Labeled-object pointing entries
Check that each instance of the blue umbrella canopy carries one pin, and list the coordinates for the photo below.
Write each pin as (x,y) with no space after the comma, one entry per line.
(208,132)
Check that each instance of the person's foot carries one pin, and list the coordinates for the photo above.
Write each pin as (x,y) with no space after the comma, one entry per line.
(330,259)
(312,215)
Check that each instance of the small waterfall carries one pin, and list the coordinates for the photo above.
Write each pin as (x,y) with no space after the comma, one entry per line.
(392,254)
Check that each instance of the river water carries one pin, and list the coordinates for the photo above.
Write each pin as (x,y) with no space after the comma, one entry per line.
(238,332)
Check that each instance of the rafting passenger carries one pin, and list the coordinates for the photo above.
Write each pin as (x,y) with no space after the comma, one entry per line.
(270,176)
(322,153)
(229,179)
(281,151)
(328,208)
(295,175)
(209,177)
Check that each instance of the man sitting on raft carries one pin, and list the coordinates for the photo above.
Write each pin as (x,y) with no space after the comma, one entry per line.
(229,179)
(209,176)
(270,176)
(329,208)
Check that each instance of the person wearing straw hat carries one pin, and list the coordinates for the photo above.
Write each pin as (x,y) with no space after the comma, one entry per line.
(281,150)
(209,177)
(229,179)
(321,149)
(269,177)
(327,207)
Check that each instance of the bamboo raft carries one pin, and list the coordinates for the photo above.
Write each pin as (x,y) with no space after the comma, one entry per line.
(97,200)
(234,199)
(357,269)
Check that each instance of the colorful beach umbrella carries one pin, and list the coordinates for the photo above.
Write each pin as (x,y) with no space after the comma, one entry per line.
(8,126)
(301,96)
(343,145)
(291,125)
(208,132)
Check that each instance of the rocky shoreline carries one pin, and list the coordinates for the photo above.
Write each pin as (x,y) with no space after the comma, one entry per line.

**Task description**
Quote only the lines from the line containing "Check that each instance of the person's" through the end of the listing, please, keeping both the first and the last line.

**The result**
Check that each instance of the person's foot carries one pin, and list the coordinates for the photo above.
Write each pin as (x,y) with no space after the comma, one entry per line.
(330,259)
(312,215)
Check that each instance of the small waterfall carries one pin, and list the coordinates for the photo above.
Write each pin as (x,y) with no space after the comma, one entry per line.
(392,254)
Check that each instance of the river water carries one pin, and list the coordinates for the photo above.
Write each pin as (x,y) with no space after the comma, one entry per line.
(238,332)
Check that each instance of the rafting passenger carries one pin, and list the coordinates for the photo above.
Write each pin as (x,y) with no space after the comma, one entry per line.
(270,176)
(322,153)
(229,179)
(281,151)
(328,208)
(295,175)
(209,177)
Check that each instance of the man sitting on raft carries one pin, and list the coordinates for the photo above.
Write each pin as (x,y) with no space after the comma, one entry per line.
(229,179)
(209,176)
(270,176)
(329,208)
Check that each instance of the person wearing straw hat carries one pin, and list the coordinates for the photo above.
Write each pin as (x,y) with no space after the comma, one entry per line.
(281,150)
(209,177)
(229,179)
(321,149)
(269,177)
(327,207)
Check that each instance of the bamboo raft carries one pin, and list the coordinates for the photo above.
Write each pin as (x,y) with no space after the comma, one entry per line.
(97,200)
(234,199)
(357,269)
Check that each instance of the colorful beach umbrella carries one pin, and list the coordinates for the photo above.
Write each pin as (x,y) with no space after the comma, one entry per line.
(8,126)
(301,96)
(343,145)
(291,125)
(208,132)
Check that each instance of the rocky shoreline carries one pin, and list the coordinates for the photo above.
Write each pin as (x,y) with no space after the comma, one entry per line.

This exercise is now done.